** Opening Study material block **
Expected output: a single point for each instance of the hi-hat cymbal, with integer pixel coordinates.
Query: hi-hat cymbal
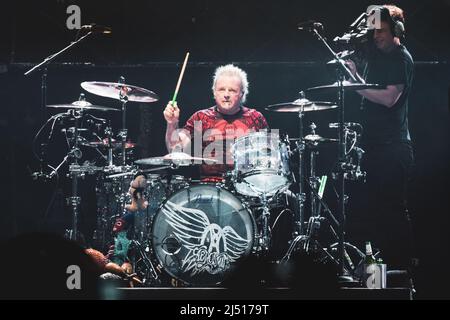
(303, 105)
(177, 158)
(81, 105)
(346, 85)
(114, 90)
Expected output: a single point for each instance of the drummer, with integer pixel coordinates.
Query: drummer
(217, 127)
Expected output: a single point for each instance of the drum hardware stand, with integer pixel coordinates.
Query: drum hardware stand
(313, 179)
(301, 196)
(45, 64)
(341, 72)
(74, 201)
(149, 267)
(123, 97)
(265, 236)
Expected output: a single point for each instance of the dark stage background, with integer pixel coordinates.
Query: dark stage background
(150, 39)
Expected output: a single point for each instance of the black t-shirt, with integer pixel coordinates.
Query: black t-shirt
(382, 124)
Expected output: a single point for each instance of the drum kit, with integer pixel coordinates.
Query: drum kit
(197, 232)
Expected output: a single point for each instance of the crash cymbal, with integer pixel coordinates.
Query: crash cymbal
(113, 90)
(81, 105)
(348, 86)
(177, 158)
(301, 105)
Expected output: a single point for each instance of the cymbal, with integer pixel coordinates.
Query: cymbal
(113, 90)
(81, 105)
(303, 105)
(104, 144)
(177, 158)
(315, 138)
(348, 86)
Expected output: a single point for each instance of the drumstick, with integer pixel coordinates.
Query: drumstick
(179, 79)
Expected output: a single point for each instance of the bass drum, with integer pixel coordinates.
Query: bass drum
(200, 233)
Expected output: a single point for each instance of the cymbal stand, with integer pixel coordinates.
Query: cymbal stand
(74, 201)
(123, 97)
(341, 72)
(301, 196)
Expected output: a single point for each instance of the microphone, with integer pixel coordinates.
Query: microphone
(95, 28)
(310, 25)
(335, 125)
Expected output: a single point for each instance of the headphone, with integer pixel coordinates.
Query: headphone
(396, 23)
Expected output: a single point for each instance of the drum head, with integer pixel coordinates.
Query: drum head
(200, 232)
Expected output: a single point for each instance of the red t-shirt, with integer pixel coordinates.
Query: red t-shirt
(217, 132)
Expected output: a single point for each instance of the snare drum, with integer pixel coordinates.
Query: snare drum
(261, 164)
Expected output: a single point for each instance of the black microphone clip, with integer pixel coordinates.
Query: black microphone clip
(95, 28)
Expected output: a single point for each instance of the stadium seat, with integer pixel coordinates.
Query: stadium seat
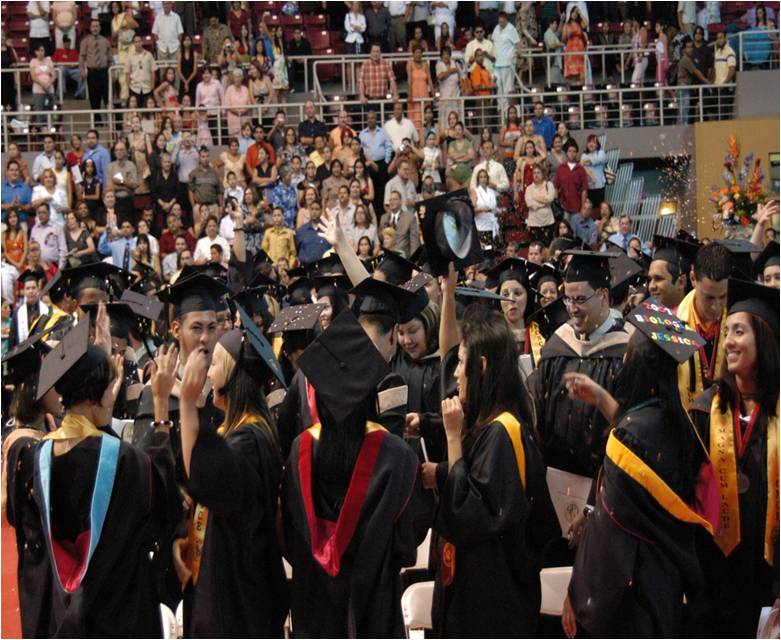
(416, 605)
(318, 38)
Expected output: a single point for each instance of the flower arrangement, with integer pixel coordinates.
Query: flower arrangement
(736, 202)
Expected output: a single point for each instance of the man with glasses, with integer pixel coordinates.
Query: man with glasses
(573, 434)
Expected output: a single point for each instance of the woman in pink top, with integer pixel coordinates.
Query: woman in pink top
(42, 74)
(237, 97)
** Closing Study material block **
• [Exercise instructions]
Your answer must consist of the entries, unchanged, with no pictures in it.

• [Task result]
Expected output: a single point for each instance of the hi-hat cymbal, with integer pixel coordinates.
Query: hi-hat cymbal
(303, 105)
(177, 158)
(81, 105)
(346, 85)
(114, 90)
Expected output: a single point for each instance of the drummer, with integer pixel coordinates.
Query: drummer
(217, 127)
Expected output: a single point for each instance of the drum hardware stand, with integer pixel coordinates.
Query: drum hardware stand
(313, 179)
(301, 196)
(45, 64)
(341, 72)
(74, 201)
(149, 267)
(123, 97)
(265, 236)
Expected output: a single point for each instance of the dark stage background, with integer pixel coordinates.
Query: dark stage background
(150, 39)
Expected output: a single point for each instance of the black t-shirt, with integer pixel coordinates.
Query: black t-shirt
(382, 124)
Expected output: a single point for each instance of the drum kit, with integer pixel coordinates.
Query: drum kit
(197, 232)
Expected output: a single point for each instance of the crash cymbal, with integer pixel coordinates.
Query: crash cymbal
(113, 90)
(81, 105)
(348, 86)
(177, 158)
(301, 105)
Expected output: a single point for each instance of the cymbal, with integer pixel coordinates.
Query: cymbal
(113, 90)
(81, 105)
(303, 105)
(104, 144)
(177, 158)
(315, 138)
(348, 86)
Expected output: a single point for each instance of the drumstick, with integer pixel coordinates.
Query: drumstick
(179, 79)
Expected output: a single point for each instance of the bass drum, with integer pixel coordinates.
Query: bass drum
(200, 233)
Expected output: a single point for each instance of the cymbal stand, with integer pixel coordinates.
Query: cymbal stand
(74, 201)
(123, 97)
(341, 72)
(301, 196)
Expected output: a single point for each instance of the microphone, with integer pixel coordinates.
Query: microphone
(95, 28)
(310, 25)
(335, 125)
Expected output: a single point for each instance of the headphone, with integer pixel coordinates.
Query: headphone
(396, 23)
Expected output: a single point for each instance of the drum head, with integer pixel coordinates.
Query: drum head
(200, 232)
Expected output: a single point for each instance of the red t-shirt, with integer pixel coordinates.
Query: red t-shirt
(217, 132)
Expected output: a single point for each instance of the snare drum, with integer pixel coordinates.
Query: snare drum
(261, 164)
Expected output: a single point for each instance of the black microphone clip, with integer pixel coordinates.
Query: black microphone clip
(95, 28)
Expected output: a single point for each instance of the stadium seat, with integer pixel coordinates.
Query: stadium seat
(416, 605)
(318, 38)
Expected output: a single point for each instance of the flower arrangement, with integer pixel coordinates.
Query: flower arrangement
(736, 202)
Expected output: a single point for each instance of the man with glasses, with integer pixel coordinates.
Query: man with glasses
(573, 434)
Expected output: a single point for each instance of the woman in pink top, with integer pixel coordinates.
Query: woman in pink top
(42, 74)
(237, 97)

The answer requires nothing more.